WHAT TO WORK ON:
**1)** Answer these questions from the Neumann biography, one line each, marked (a), (b), (c):
(a) Where did Neumann work from 1960 to 1970?
(b) What was his mother's occupation?
(c) In which country did he hold a Fulbright scholarship?
**2)** For each statement, say yes or no according to the Neumann biography and quote the words that decide it:
(a) Neumann earned his Ph.D. in 1961.
(b) Neumann's father was a mosaic artist.
(c) Neumann founded ACM SIGSOFT.
**3)** Carry on the Neumann biography from the point where it stops.

EXCERPT PROVIDED:
American computer scientist (1932–2026)

Peter Gabriel Neumann (September 21, 1932 – May 17, 2026) was an American computer science researcher who studied how computer systems fail and advocated for the principles that make them fail less often.. Neumann worked on the Multics operating system in the 1960s, and edited the RISKS Digest columns for ACM Software Engineering Notes and Communications of the ACM. He founded ACM SIGSOFT and was a Fellow of the ACM, IEEE, and AAAS.

==Early life and education==
Neumann was born on September 21, 1932, in Manhattan, New York, to Elsa Schmid Neumann, a mosaic artist, and Israel Ber Neumann, an art dealer.

His mother was commissioned to create a mosaic of Einstein and became friendly with him. While a student at Harvard, he had a two-hour breakfast with Albert Einstein, on 8 November 1952, discussing simplicity in design.

He held three degrees from Harvard University — an A.B. (1954) in Mathematics, and an S.M. (1955) and Ph.D. (1961) in Applied Mathematics and Science. He held a Fulbright scholarship in Germany from 1958–1960.

==Career==
Neumann worked at Bell Labs from 1960 to 1970. He worked at SRI International in Menlo Park, California since 1971.

[Entries taken from a collection]
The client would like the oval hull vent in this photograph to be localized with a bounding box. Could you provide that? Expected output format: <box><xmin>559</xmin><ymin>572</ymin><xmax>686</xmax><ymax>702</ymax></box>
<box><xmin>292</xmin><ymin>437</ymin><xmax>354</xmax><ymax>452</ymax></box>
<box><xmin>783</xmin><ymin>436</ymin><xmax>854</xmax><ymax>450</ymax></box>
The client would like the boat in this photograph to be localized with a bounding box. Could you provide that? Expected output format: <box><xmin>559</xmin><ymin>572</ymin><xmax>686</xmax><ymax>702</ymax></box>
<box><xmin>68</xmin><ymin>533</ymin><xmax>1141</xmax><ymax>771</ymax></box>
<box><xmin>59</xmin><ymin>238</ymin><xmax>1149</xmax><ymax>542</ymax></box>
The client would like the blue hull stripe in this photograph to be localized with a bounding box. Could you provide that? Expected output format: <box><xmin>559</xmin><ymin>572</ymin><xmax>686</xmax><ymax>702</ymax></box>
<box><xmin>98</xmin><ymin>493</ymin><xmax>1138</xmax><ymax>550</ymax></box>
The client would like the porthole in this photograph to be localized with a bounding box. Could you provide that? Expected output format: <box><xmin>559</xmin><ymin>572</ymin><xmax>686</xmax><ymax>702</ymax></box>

RESPONSES TO THE TASKS:
**1)**
(a) Bell Labs
(b) Mosaic artist
(c) Germany

**2)**
(a) Yes: "Ph.D. (1961) in Applied Mathematics and Science"
(b) No: "Israel Ber Neumann, an art dealer"
(c) Yes: "He founded ACM SIGSOFT"

**3)**
Before the RISKS mailing list, Neumann was known for the Provably Secure Operating System (PSOS).

Neumann worked with Dorothy E. Denning in the 1980s to develop a computer intrusion detection system known as IDES that was a model for later computer security software.

==Death==
On May 17, 2026, Neumann died at Santa Clara Hospital due to complications arising from a recent fall. He was 93.

==Memberships and awards==
Neumann long served as moderator of RISKS Digest and was a member of the ACCURATE project.

He was the founding editor of ACM Software Engineering Notes (SEN), and was a Fellow of the ACM.

In 2018, Neumann received the EPIC Lifetime Achievement Award from Electronic Privacy Information Center.

==Selected publications==
- Neumann, Peter G., Computer-Related Risks, Addison-Wesley/ACM Press, ISBN 0-201-55805-X, 1995.